Source passage -
Mass Timber Apartment Building in an Aged Care Development

In this project, the engineer was able to reduce seismic load and decrease the period by using Tectonus DFFJ dampers on mass timber shear walls in a multi-unit apartment building in Christchurch. 

Ryman Healthcare, Riccarton Park

Ryman Healthcare is NZ’s largest retirement village operator, providing a home to 13,000 people. 

Ryman Riccarton Park is their latest development right next to the eponymous racecourse in Christchurch. The development consists of townhouses, apartments, serviced apartments, dementia, hospital care and rest home facilities, with a range of village amenities.

Structure Design and Tectonus developed a solution for the apartment buildings which are to be multi-unit residential buildings constructed completely from mass timber. 

A commitment to sustainable and resilient design

Ryman chose to make two big commitments in design and build of the main apartment buildings: 1) a commitment to low carbon, and 2) a commitment to high seismic resilience.

Collected material -
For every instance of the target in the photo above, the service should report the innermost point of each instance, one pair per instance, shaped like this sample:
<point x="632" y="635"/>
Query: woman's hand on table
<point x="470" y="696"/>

Work order A - According to the project description, what kinds of housing and care make up the Ryman Riccarton Park development? List every one.
Work order B -
Does the project description support each statement? Answer yes or no, and quote the deciding words.
(i) The mass timber shear walls use Tectonus DFFJ dampers.
(ii) The development sits next to a racecourse in Christchurch.
(iii) The apartment buildings combine mass timber with a concrete core.
The material above comes from a separate source and is unrelated to the project description.

Reply A -
- Townhouses
- Apartments
- Serviced apartments
- Dementia
- Hospital care
- Rest home facilities

Reply B -
(i) Yes: "by using Tectonus DFFJ dampers on mass timber shear walls"
(ii) Yes: "right next to the eponymous racecourse in Christchurch"
(iii) No: "constructed completely from mass timber"